# Texte fourni
'''
Toutes les villes détruites se ressemblent
conception
Magrit Coulon et Bogdan Kikena

© Dominique Houcmant
Vu au T2G (Théâtre de Gennevilliers) le 22 mai 2025
“Mémoire morte“
Le musée pas si imaginaire de Magrit Coulon et Bogdan Kikena – un certain MEMED (Musée Européen de la Mémoire et de la Destruction) où plus personne ne vient se souvenir – s’ouvre aux spectateur·rice·s invisibles et même statufié·e·s que nous sommes, sans doute ses ultimes occupant·e·s.
'''
# Exercices à traiter
1 – D'après la critique du spectacle, à quoi correspond le sigle MEMED ?
2 – Rédigez la suite de la critique du spectacle en reprenant après sa dernière phrase.

[Quelques enregistrements]
'''
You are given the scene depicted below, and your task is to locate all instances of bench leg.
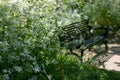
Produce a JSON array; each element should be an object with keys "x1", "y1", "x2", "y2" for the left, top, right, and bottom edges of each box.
[{"x1": 104, "y1": 40, "x2": 108, "y2": 51}]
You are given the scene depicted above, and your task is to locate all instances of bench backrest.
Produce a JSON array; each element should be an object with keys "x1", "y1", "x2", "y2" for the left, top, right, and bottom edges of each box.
[{"x1": 59, "y1": 20, "x2": 90, "y2": 42}]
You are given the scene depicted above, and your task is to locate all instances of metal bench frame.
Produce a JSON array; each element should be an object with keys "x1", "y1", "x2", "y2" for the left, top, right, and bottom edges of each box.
'''
# Corrigé des exercices
1 – Musée Européen de la Mémoire et de la Destruction.

2 –
Coulon et Kikena prouvent combien la radicalité n’a parfois rien d’une aridité. Entre l’absurdie d’un rituel ionescien — les deux vieux des Chaises sont les ancêtres de ces gardien·ne·s désœuvré·e·s qui doivent finir eux·elles-mêmes par se grimer en visiteur·se·s – et l’exigence constamment tenue d’un temps réel, sans artifice, qui est plutôt celui du théâtre documentaire performatif, Toutes les villes détruites se ressemblent est ne verse ni dans l’ironisation de sa métaphore universelle, ni dans sa pesante sublimation. L’énergie du désespoir, dans toute sa beauté et sa comédie, se mêle ici sans distinction à l’âpreté tragique d’une dystopie réelle, c’est-à-dire une fiction sommaire, implantée dans le contemporain et dans la scénographie concrète d’un théâtre (ici le hall du T2G).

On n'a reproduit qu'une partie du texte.